**Your goal**.
Print the records below exactly, omitting all pictures.

[Dataset records]
^^^^^^^^^^^^^^^^

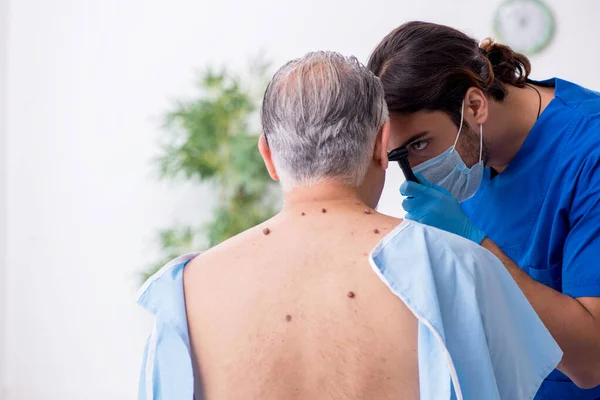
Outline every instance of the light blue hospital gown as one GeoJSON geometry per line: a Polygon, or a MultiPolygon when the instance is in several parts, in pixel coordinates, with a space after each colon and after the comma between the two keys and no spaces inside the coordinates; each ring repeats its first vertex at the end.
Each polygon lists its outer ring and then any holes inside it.
{"type": "MultiPolygon", "coordinates": [[[[194,256],[171,261],[140,289],[139,304],[155,316],[140,400],[193,398],[182,278],[194,256]]],[[[531,400],[560,362],[560,348],[484,248],[405,220],[373,249],[370,263],[419,321],[422,400],[531,400]]]]}

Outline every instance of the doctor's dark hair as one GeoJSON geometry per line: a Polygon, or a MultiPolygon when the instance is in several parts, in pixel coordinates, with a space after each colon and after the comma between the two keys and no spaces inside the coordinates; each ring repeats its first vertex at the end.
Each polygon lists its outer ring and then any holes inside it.
{"type": "Polygon", "coordinates": [[[413,21],[393,30],[375,48],[368,68],[379,77],[390,113],[439,110],[458,125],[471,87],[504,100],[506,85],[525,86],[531,64],[510,47],[481,43],[444,25],[413,21]]]}

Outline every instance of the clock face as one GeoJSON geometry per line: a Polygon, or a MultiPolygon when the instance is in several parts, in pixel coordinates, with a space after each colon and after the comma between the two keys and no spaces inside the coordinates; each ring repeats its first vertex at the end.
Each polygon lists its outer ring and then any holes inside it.
{"type": "Polygon", "coordinates": [[[554,16],[541,0],[509,0],[496,11],[498,40],[518,53],[543,50],[554,34],[554,16]]]}

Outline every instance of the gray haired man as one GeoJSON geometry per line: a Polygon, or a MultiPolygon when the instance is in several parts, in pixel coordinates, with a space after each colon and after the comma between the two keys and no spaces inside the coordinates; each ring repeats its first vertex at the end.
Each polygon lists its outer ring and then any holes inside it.
{"type": "Polygon", "coordinates": [[[147,284],[145,394],[530,399],[560,349],[500,261],[375,211],[389,150],[379,80],[356,58],[310,53],[275,74],[261,117],[283,208],[147,284]]]}

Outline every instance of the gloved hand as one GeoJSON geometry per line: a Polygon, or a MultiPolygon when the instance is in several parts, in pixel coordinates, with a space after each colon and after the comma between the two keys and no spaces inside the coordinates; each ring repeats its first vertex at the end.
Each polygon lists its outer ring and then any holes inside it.
{"type": "Polygon", "coordinates": [[[460,203],[441,186],[429,183],[416,174],[421,183],[405,181],[400,194],[406,196],[402,208],[406,218],[460,235],[481,244],[486,235],[465,214],[460,203]]]}

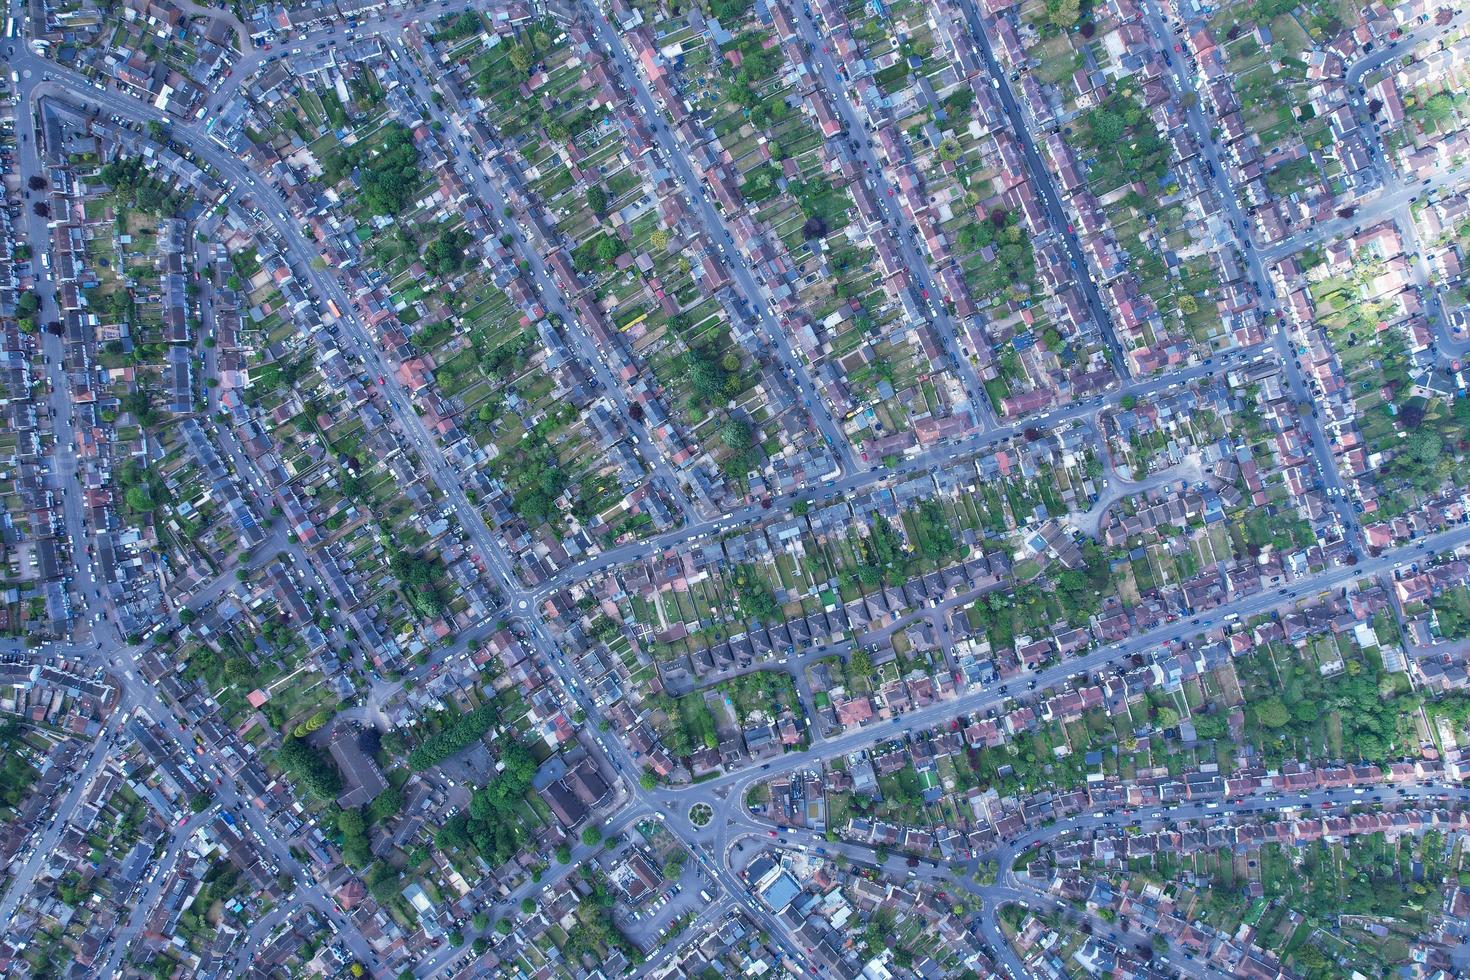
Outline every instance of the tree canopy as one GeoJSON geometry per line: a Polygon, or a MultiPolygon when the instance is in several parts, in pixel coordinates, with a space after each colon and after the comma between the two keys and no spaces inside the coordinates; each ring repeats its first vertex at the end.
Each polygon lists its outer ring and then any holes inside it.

^^^^^^^^^^^^^^^^

**Problem solution**.
Outline every instance of the light blue hospital gown as one GeoJSON geometry per line: a Polygon, or a MultiPolygon when the instance is in several parts, in pixel coordinates, with a space after each colon and after the comma between the two keys and no spaces inside the coordinates; each ring repeats its first vertex at the end.
Each polygon lists its outer ring and then any holes inside it.
{"type": "MultiPolygon", "coordinates": [[[[194,256],[171,261],[140,289],[139,304],[155,316],[140,400],[193,398],[182,278],[194,256]]],[[[531,400],[560,362],[560,348],[484,248],[405,220],[373,249],[370,263],[419,321],[422,400],[531,400]]]]}

Outline every instance of the doctor's dark hair as one GeoJSON geometry per line: a Polygon, or a MultiPolygon when the instance is in several parts, in pixel coordinates, with a space after each colon and after the comma between the two keys and no spaces inside the coordinates; each ring repeats its first vertex at the end.
Each polygon lists its outer ring and then any holes inside it.
{"type": "Polygon", "coordinates": [[[413,21],[393,30],[375,48],[368,68],[379,77],[390,113],[439,110],[458,125],[471,87],[504,100],[506,85],[525,86],[531,64],[510,47],[481,43],[444,25],[413,21]]]}

Outline every instance of the clock face as one GeoJSON geometry per line: a Polygon, or a MultiPolygon when the instance is in several parts, in pixel coordinates, with a space after each colon and after the comma between the two keys and no spaces inside the coordinates; each ring repeats its first vertex at the end.
Each polygon lists its outer ring and then any holes inside it.
{"type": "Polygon", "coordinates": [[[554,16],[541,0],[509,0],[496,11],[498,40],[518,53],[543,50],[554,34],[554,16]]]}

Outline every instance of the gray haired man as one GeoJSON geometry per line: a Polygon, or a MultiPolygon when the instance is in several parts, in pixel coordinates, with a space after each colon and after the comma between the two keys and no spaces inside the coordinates; each ring repeats its first vertex at the end.
Each polygon lists its outer ring and then any holes inside it.
{"type": "Polygon", "coordinates": [[[147,284],[145,394],[530,399],[560,349],[500,261],[375,211],[389,150],[379,80],[356,58],[310,53],[275,74],[261,117],[283,208],[147,284]]]}

Outline every instance of the gloved hand as one GeoJSON geometry per line: a Polygon, or a MultiPolygon when the instance is in several parts, in pixel coordinates, with a space after each colon and after the comma between the two keys and no spaces inside the coordinates; each ring repeats its first vertex at the end.
Each polygon lists its outer ring and then any holes inside it.
{"type": "Polygon", "coordinates": [[[460,203],[441,186],[429,183],[416,174],[421,183],[405,181],[400,194],[406,196],[402,208],[406,218],[460,235],[481,244],[486,235],[465,214],[460,203]]]}

Outline every instance of the tree canopy as one GeoJSON geometry per line: a Polygon, or a MultiPolygon when the instance is in several parts, in pixel coordinates, with a space after each colon and after the comma between the two keys and no spaces inside the coordinates; each ring repeats its first vertex at the end.
Each polygon lists its outer ring and then any holes inside it.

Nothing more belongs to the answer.